YOUR GOAL -
State how many lines of the records below contain the string "rock", with case counting. Give only the number.

Stored dataset items:
▼
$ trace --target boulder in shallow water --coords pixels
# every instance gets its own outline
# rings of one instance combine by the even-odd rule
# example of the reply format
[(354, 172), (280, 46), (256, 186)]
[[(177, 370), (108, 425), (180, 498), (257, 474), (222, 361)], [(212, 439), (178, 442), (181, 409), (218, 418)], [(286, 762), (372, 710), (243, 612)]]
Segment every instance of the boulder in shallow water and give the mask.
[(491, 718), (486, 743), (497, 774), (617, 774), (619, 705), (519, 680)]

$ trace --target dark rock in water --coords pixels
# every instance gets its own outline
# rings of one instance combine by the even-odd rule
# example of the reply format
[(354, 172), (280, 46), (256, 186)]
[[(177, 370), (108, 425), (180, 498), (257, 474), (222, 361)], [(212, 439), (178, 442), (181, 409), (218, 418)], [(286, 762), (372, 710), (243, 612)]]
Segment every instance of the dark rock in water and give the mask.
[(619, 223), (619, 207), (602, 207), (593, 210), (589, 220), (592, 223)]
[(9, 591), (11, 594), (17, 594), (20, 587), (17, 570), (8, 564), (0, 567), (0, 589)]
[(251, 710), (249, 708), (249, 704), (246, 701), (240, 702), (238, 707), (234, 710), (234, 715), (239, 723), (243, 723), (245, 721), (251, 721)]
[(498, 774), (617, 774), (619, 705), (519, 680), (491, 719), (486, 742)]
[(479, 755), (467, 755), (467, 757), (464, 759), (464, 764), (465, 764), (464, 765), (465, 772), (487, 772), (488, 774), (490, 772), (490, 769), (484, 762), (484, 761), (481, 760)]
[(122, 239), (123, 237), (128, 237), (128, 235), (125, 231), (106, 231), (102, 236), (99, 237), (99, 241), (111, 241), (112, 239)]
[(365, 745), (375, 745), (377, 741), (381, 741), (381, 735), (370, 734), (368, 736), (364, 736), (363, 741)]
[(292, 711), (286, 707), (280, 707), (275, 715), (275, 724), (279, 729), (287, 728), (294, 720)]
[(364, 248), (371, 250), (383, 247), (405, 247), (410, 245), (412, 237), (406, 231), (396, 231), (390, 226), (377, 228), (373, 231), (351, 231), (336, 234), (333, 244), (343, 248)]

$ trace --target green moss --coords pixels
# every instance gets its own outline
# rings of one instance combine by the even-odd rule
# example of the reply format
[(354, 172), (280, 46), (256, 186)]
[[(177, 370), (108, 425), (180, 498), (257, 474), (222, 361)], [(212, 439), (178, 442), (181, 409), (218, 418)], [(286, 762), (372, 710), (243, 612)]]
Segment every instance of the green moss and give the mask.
▲
RESPONSE -
2